Given information ::
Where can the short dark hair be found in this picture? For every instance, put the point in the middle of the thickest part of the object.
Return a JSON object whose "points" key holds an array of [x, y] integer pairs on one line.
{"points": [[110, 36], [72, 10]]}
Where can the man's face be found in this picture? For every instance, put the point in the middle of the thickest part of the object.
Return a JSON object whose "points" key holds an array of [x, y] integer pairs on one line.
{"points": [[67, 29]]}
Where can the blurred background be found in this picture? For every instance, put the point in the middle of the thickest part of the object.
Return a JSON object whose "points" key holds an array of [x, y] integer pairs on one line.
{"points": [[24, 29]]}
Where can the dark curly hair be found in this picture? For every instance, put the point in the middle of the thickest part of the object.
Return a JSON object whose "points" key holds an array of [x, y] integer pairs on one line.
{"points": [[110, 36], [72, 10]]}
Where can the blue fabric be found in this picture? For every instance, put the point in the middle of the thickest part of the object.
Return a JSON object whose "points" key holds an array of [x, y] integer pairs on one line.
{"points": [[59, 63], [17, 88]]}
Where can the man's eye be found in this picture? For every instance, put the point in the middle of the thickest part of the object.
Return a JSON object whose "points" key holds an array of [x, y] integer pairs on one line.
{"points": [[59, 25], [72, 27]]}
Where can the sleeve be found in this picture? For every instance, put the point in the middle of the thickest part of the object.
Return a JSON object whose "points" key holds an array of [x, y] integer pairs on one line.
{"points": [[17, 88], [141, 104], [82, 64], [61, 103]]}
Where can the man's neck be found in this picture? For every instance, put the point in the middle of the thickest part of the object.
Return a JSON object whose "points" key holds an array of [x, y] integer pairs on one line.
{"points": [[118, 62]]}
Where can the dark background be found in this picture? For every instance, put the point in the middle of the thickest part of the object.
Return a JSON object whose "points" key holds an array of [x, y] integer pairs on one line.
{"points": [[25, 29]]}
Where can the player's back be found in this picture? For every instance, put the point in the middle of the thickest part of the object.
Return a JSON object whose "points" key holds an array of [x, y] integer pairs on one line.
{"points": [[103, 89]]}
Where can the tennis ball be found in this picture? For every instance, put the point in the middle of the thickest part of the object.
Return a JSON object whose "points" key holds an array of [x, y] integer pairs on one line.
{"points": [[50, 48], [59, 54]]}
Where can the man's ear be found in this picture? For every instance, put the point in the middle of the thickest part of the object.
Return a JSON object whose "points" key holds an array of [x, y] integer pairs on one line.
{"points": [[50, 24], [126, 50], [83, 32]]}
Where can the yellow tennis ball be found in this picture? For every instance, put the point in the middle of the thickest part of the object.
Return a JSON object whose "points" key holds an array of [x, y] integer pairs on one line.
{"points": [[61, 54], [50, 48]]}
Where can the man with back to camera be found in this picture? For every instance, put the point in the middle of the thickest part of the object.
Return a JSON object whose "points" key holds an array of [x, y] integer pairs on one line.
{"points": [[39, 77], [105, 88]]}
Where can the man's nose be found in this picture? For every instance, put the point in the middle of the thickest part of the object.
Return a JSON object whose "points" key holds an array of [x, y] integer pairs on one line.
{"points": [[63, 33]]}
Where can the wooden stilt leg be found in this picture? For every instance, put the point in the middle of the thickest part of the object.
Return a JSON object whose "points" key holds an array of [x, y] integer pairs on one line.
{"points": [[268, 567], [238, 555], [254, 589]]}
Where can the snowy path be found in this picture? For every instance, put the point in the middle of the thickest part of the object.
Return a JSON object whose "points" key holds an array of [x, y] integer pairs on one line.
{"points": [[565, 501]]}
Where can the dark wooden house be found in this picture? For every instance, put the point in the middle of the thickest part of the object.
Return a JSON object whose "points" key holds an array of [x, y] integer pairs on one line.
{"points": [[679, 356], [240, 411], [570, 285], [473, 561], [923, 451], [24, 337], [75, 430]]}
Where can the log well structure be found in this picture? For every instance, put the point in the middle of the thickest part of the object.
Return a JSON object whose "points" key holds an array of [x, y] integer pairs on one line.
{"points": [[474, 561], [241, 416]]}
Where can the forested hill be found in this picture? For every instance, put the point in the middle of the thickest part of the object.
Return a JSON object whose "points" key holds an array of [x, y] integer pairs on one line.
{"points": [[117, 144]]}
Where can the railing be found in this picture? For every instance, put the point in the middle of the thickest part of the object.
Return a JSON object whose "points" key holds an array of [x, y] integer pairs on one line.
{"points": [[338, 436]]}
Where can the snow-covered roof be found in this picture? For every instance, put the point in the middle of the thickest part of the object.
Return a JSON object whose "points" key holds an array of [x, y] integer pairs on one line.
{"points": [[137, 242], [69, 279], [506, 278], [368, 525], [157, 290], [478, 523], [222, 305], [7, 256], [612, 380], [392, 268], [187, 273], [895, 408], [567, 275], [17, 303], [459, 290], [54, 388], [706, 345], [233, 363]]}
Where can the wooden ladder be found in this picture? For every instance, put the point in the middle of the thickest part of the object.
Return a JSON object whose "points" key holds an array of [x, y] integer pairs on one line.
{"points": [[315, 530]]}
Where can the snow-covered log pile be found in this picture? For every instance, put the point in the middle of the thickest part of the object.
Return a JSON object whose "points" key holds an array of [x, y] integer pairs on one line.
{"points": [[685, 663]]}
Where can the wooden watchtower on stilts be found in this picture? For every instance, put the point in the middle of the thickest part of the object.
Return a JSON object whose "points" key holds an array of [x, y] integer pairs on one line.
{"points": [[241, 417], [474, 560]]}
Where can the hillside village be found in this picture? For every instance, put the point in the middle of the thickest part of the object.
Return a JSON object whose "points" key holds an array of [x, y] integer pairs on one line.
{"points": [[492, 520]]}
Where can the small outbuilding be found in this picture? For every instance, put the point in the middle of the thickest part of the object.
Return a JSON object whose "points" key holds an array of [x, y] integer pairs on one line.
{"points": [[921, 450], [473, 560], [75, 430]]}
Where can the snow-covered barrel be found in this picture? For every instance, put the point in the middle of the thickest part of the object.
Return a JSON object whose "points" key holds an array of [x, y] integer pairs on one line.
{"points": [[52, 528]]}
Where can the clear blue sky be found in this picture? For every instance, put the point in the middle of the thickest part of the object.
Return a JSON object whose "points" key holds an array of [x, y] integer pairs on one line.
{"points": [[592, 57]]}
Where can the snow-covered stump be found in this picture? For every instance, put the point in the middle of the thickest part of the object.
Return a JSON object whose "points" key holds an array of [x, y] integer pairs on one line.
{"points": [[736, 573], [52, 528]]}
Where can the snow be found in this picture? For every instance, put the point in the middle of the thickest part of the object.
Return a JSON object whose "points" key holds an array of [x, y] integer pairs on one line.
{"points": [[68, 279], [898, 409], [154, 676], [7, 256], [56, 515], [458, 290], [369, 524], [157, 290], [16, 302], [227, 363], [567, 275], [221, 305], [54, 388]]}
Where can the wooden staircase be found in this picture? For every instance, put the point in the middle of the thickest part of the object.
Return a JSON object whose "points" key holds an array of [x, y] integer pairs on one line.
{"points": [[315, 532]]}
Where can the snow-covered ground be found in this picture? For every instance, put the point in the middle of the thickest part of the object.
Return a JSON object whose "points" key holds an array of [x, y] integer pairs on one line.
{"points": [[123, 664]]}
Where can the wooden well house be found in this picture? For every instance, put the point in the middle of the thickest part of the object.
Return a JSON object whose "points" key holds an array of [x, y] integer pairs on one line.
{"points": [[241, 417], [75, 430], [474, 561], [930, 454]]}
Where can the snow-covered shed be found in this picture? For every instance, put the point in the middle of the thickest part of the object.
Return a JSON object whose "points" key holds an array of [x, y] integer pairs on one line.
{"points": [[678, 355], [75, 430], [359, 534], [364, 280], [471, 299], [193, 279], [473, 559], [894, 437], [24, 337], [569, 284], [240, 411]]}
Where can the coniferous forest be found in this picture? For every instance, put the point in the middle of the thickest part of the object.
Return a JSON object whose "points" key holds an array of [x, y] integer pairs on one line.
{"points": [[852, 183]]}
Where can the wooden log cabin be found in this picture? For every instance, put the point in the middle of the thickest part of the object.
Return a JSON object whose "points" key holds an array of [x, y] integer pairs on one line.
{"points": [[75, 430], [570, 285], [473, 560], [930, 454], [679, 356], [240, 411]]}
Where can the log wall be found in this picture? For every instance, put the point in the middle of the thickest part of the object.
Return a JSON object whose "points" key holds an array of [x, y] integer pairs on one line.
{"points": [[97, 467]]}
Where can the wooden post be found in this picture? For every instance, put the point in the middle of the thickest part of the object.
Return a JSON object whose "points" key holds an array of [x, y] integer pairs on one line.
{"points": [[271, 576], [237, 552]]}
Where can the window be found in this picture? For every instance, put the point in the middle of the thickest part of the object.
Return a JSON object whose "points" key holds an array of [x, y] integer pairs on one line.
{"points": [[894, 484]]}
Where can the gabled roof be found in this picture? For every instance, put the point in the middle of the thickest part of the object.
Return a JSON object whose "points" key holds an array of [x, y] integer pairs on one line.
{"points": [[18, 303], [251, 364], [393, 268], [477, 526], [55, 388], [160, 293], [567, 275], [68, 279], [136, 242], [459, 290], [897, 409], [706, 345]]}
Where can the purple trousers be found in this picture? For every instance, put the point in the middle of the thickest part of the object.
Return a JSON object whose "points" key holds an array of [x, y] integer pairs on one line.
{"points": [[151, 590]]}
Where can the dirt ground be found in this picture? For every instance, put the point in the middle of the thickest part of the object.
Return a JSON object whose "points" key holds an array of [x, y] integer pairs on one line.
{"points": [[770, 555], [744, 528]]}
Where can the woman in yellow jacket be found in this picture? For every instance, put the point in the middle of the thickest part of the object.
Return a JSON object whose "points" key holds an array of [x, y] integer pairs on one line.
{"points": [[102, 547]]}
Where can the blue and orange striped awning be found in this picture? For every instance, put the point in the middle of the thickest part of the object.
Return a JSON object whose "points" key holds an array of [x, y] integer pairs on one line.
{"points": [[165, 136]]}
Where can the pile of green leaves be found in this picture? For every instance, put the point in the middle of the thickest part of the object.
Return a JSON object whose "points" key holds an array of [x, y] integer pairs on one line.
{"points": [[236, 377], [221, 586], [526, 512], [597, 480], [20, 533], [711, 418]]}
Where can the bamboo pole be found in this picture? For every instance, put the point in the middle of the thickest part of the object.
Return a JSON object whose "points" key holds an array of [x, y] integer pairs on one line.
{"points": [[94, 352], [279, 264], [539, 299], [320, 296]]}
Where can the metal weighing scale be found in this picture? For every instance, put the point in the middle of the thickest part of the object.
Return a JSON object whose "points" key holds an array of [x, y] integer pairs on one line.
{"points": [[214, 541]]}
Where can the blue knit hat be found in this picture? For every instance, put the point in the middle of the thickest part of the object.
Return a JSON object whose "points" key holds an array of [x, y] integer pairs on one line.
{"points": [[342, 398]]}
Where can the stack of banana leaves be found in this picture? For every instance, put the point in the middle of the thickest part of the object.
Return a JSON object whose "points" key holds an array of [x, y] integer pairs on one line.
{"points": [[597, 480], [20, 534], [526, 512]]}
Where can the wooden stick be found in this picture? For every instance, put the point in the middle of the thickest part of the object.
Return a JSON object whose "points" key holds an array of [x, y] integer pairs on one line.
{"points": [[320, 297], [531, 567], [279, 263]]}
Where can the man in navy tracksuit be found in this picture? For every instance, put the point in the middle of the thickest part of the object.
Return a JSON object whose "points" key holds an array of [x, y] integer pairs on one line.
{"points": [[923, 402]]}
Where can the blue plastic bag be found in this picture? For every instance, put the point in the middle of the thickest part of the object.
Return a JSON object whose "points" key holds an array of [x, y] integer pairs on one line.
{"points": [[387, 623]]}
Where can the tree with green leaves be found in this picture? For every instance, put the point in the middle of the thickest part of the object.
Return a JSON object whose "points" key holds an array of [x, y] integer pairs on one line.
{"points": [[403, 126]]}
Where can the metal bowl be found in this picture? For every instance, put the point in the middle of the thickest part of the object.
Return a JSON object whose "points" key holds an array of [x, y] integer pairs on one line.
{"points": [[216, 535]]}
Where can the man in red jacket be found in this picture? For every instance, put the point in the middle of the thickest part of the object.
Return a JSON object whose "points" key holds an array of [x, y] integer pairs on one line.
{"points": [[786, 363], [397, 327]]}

Your goal ::
Repeat, word for word, every line from the line that contains "Where can the stack" to the end of the entries; include both of those lines and no others.

Full response ::
Where can the stack of banana leaves be found in this picture? For every instance, put the point in the middle of the thickest part of the object.
Return a JSON object whose "points" key holds an array of [x, y] integer pairs on one line.
{"points": [[597, 480], [20, 534], [526, 512]]}
Where can the wooden stick be found in this picture? For every instance, put the point in the middle of the thickest part of the object.
Return a JSON object whose "points" key holds an array of [x, y] integer pairs on one line.
{"points": [[320, 297], [531, 567], [279, 263]]}
Where can the man in navy tracksuit be found in this picture? For every instance, put the point in the middle of the thickest part of the object.
Return a JSON object whose "points" key holds an array of [x, y] integer pairs on one line.
{"points": [[923, 402]]}
Where can the blue plastic bag be found in this picture? For every instance, put the point in the middle of the thickest part of the object.
Return a JSON object whose "points" key holds an array of [x, y] integer pairs on one line.
{"points": [[387, 623]]}
Where can the tree with green leaves be found in this picture? For every instance, put the point in the middle of the thickest part of the object.
Return a JSON object whose "points" key holds an array of [x, y] integer pairs on one line.
{"points": [[403, 126]]}
Where can the metal bowl be found in this picture? For every instance, put the point in the middle of the thickest part of the object.
Return a JSON object whose "points" key holds an array of [x, y] integer pairs on one line.
{"points": [[216, 535]]}
Where can the man in red jacket be found in this picture? For every instance, put the point in the middle of the thickest part of the object.
Return a JSON object whose "points" key holds an array of [x, y] integer pairs on one line.
{"points": [[786, 363], [397, 327]]}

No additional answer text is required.